• **Stated problem**:
Update all the lines below, changing every "Practice step" to "Exercise" and leaving everything else the same.

(begin)

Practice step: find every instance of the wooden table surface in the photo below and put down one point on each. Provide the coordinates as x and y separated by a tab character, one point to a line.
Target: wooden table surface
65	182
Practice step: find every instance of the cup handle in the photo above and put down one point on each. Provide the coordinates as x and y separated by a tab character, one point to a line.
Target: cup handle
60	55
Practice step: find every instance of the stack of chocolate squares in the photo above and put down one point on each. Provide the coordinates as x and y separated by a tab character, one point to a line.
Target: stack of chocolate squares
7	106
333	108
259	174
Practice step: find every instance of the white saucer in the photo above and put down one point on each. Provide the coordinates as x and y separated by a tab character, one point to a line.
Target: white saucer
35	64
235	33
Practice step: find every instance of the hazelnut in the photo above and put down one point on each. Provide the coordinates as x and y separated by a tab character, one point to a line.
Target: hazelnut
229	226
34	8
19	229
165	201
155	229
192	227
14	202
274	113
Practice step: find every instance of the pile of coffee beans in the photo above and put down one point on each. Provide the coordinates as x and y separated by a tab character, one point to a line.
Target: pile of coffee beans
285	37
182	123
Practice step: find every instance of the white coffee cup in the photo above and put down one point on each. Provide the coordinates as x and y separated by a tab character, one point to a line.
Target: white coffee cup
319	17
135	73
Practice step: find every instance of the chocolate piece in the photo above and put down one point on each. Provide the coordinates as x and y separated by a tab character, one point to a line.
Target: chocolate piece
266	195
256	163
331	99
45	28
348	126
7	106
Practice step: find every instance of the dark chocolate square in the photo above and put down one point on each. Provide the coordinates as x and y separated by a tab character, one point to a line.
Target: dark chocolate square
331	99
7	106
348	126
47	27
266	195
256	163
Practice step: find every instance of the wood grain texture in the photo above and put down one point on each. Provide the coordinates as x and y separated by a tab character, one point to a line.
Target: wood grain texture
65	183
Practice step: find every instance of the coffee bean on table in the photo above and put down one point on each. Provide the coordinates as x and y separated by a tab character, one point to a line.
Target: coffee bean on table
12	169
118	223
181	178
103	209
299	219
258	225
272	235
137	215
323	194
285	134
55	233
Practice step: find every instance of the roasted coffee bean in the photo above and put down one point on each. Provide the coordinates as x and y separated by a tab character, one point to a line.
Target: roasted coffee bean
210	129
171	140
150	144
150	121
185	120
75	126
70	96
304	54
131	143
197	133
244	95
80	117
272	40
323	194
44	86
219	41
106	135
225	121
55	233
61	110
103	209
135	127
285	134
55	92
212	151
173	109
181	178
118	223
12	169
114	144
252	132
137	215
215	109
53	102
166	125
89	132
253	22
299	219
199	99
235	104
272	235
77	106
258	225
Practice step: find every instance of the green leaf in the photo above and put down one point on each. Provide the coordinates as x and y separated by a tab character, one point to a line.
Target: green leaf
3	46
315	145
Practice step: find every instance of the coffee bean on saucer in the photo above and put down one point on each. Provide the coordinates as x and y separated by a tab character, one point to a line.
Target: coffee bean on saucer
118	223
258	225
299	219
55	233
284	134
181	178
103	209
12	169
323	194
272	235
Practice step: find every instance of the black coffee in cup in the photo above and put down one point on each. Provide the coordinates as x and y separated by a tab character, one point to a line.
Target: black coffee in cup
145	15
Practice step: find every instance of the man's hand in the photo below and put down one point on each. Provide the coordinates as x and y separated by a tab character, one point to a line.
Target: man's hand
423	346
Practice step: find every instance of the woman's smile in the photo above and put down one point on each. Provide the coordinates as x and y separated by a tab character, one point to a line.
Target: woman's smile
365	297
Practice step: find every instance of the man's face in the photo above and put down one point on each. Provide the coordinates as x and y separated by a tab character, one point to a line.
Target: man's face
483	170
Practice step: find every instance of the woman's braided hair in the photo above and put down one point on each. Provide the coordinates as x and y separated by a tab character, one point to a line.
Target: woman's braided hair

(end)

• **Problem solution**:
Exercise: find every instance of the wooden table surface in the photo below and put down one point on each. Provide the coordinates as x and y separated by a tab character, one point to a line.
Target: wooden table surface
65	182
Exercise: find every instance of the cup handle in the photo above and put down one point on each. Provide the coordinates as x and y separated by a tab character, one point to a line.
Target: cup handle
60	55
Exercise: find every instance of the stack of chocolate squares in the photo above and put down one point on each. Provide the coordinates as x and y separated by a tab character, one point to a line.
Target: stack of chocolate squares
7	106
333	108
259	174
Exercise: find every instance of the white saucer in the photo above and put down one point on each. Provide the coordinates as x and y separated by a tab character, one point to a line.
Target: white saucer
35	64
235	33
Exercise: find every instance of the hazelnut in the photo above and put down one point on each. Provide the coordinates as x and y separated by a tab character, one point to a line.
Target: hazelnut
229	226
34	8
19	229
165	201
155	229
192	227
14	202
274	113
Exercise: find every instance of the pile of coffee beans in the photo above and put down one point on each. Provide the coordinates as x and y separated by a tab character, one point to a line.
Target: pile of coffee beans
285	37
182	123
Exercise: find every instance of the white coffee cup in the photo above and put down one point on each. Provide the coordinates as x and y separated by a tab character, one point to a line.
Target: white coffee cup
319	17
135	73
Exercise: find every instance of the chocolate piece in the photo above and put down one point on each. Provide the coordinates as x and y separated by a tab character, one point to a line.
Target: chocolate piece
266	195
256	163
331	99
45	28
348	126
7	106
Exercise: find every instance of the dark chocolate square in the photo above and put down one point on each. Provide the coordinates as x and y separated by a tab character, one point to a line.
Target: dark chocolate square
331	99
7	106
348	126
47	27
266	195
256	163
Exercise: find every instance of the wood grain texture in the photo above and put down one point on each. Provide the coordinates as x and y separated by a tab character, one point to a line.
Target: wood grain texture
65	183
Exercise: find every instance of the coffee bean on table in the photo above and put down one point on each. Provide the coordinates as x and y separated by a tab character, one point to a line.
Target: coffee bean on table
12	169
118	223
181	178
103	209
299	219
258	225
272	235
137	215
323	194
285	134
55	233
Exercise: find every instance of the roasted coffee bean in the photo above and put down one point on each. Provide the coordinates as x and y separated by a tab character, one point to a line.
Target: roasted coffee bean
210	129
171	140
150	144
150	121
185	120
75	126
70	96
304	54
131	143
197	133
244	95
80	117
272	40
323	194
44	86
219	41
106	135
225	121
55	233
61	110
103	209
135	127
285	134
55	92
212	151
173	109
181	178
118	223
12	169
114	144
252	132
137	215
215	109
53	102
166	125
89	132
253	22
299	219
199	99
235	104
272	235
77	106
258	225
Exercise: find every instance of the green leaf in the photo above and put down one point on each. Provide the coordinates as x and y separated by a tab character, one point to a line.
Target: green leaf
3	46
315	145
Exercise: find every instance of the coffee bean on saucer in the photo above and put down one point on each. Provide the coordinates as x and y separated by a tab character, one point to a line.
Target: coffee bean on saucer
118	223
258	225
299	219
55	233
284	134
181	178
103	209
12	169
323	194
272	235
Exercise: find every instance of the black coffee in cup in the photo above and put down one point on each. Provide the coordinates as x and y separated by a tab character, one point to a line.
Target: black coffee in cup
145	15
Exercise: find every instance of the man's hand in the photo below and put down one point on each. Provide the coordinates as x and y separated by a tab character, one point to a line.
Target: man's hand
423	346
Exercise: find every instance of the woman's smile in the photo above and put down one point on each. Provide the coordinates as x and y separated by a tab character, one point to a line.
Target: woman's smile
365	297
Exercise: find every instance of the man's face in the photo above and put down one point on each. Provide the coordinates as x and y separated by a tab character, one point to a line.
Target: man's face
483	170
Exercise: find every instance of the woman's braided hair in the photo above and put down one point on each. Provide the coordinates as x and y separated by a tab character, one point to a line.
Target: woman's braided hair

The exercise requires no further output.